# [EXERCISE]
Transcribe the records below verbatim, leaving out any pictures.

-- start DATA EXCERPTS --

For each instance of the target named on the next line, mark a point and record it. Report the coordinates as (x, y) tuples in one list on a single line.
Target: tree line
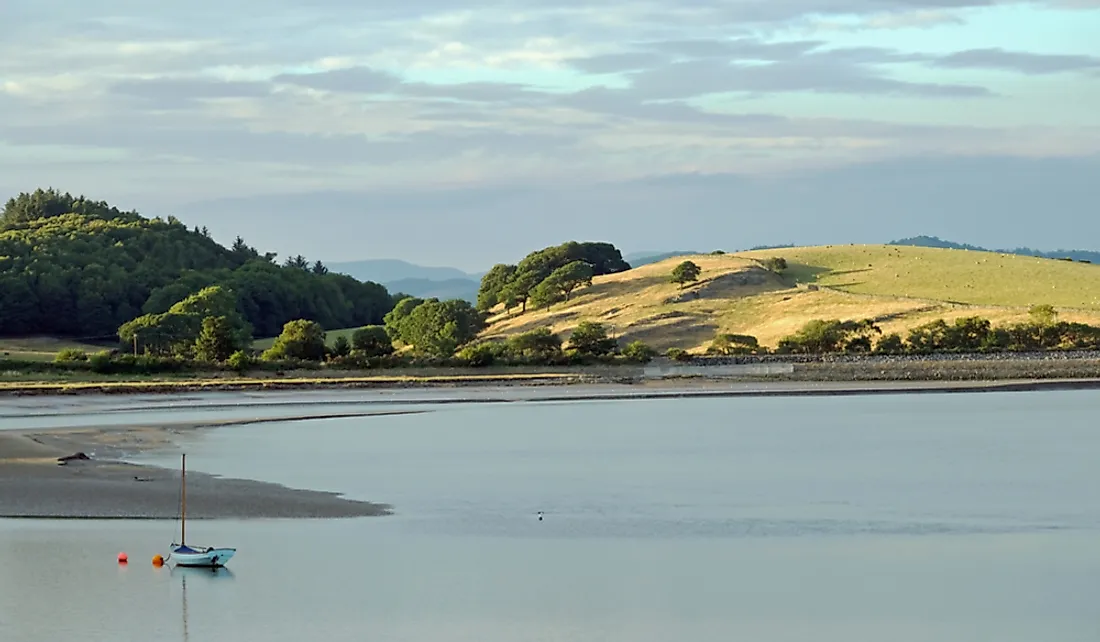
[(1043, 331), (547, 276), (74, 267)]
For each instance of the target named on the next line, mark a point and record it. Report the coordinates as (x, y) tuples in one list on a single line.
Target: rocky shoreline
[(840, 367)]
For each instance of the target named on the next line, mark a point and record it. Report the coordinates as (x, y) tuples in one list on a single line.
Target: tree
[(590, 338), (776, 264), (537, 344), (341, 346), (570, 276), (545, 295), (439, 328), (728, 344), (215, 342), (519, 288), (818, 336), (685, 273), (493, 284), (372, 341), (70, 266), (217, 301), (638, 351), (395, 319), (300, 340)]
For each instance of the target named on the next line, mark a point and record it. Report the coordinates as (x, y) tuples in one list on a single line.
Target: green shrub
[(639, 352), (70, 354)]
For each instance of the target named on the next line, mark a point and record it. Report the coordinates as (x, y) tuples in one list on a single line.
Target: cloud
[(215, 98), (354, 79), (977, 199), (182, 92), (704, 77), (1022, 62)]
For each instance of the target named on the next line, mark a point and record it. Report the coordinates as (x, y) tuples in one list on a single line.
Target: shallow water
[(933, 517)]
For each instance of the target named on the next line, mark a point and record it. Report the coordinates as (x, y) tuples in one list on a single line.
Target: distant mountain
[(639, 258), (1082, 255), (454, 288), (383, 270)]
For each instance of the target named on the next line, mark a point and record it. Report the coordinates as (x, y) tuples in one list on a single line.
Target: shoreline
[(36, 484), (855, 371), (33, 485)]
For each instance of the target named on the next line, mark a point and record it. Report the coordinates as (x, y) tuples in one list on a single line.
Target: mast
[(183, 520)]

-- end DATA EXCERPTS --

# [WORKED ANSWER]
For each instance of the target named on the next line, mark a point and record it. Report the coordinates as (x, y) tuples in one list on a single line.
Target: tree line
[(1043, 331), (547, 276), (74, 267)]
For each instance of the target named on the next line, mark a point and record it. Report the coordinates as (x, y) tuples in one list on a single line.
Target: rocky shoreline
[(840, 367)]
For each instance of the target named on the next line, mark a point and record it. Report the coordinates as (x, y) tuples in one list on a single line.
Target: tree
[(590, 338), (776, 264), (537, 344), (341, 346), (570, 276), (545, 295), (439, 328), (728, 344), (215, 342), (519, 288), (818, 336), (685, 273), (493, 284), (372, 341), (70, 266), (217, 301), (638, 351), (395, 319), (300, 340)]
For each instance of the target named on the next line, mark a point and record it. Report the coordinates as (x, y) tuples in one list on a single line.
Target: green shrub
[(639, 352), (70, 354)]
For each instance of the target named on the next line, mark a point and record it. Report the coordinates as (x, y) tuples in one list on a single line.
Target: cloud
[(215, 98), (354, 79), (977, 199), (182, 92), (704, 77), (1022, 62)]
For each instance of the target named on the next line, mark a point and record it. Report the coordinates as (x, y) tuples in one list on a single line.
Target: shallow water
[(933, 517)]
For each instance of the target named on the next line, mark a point and record it. Report the coordinates as (x, y) tuples in one list on a single line.
Target: distant mountain
[(639, 258), (1082, 255), (454, 288), (383, 270)]
For each instance of the target named on the next line, mark a point and record it. Report the coordinates as (x, y) tuples in one list on a single line.
Target: shoreline
[(36, 484), (855, 371), (33, 485)]
For each instance of the target named on the next line, mark a point and record it. Report the coordinates as (x, y) tuples in one list on a single line.
Target: mast
[(183, 520)]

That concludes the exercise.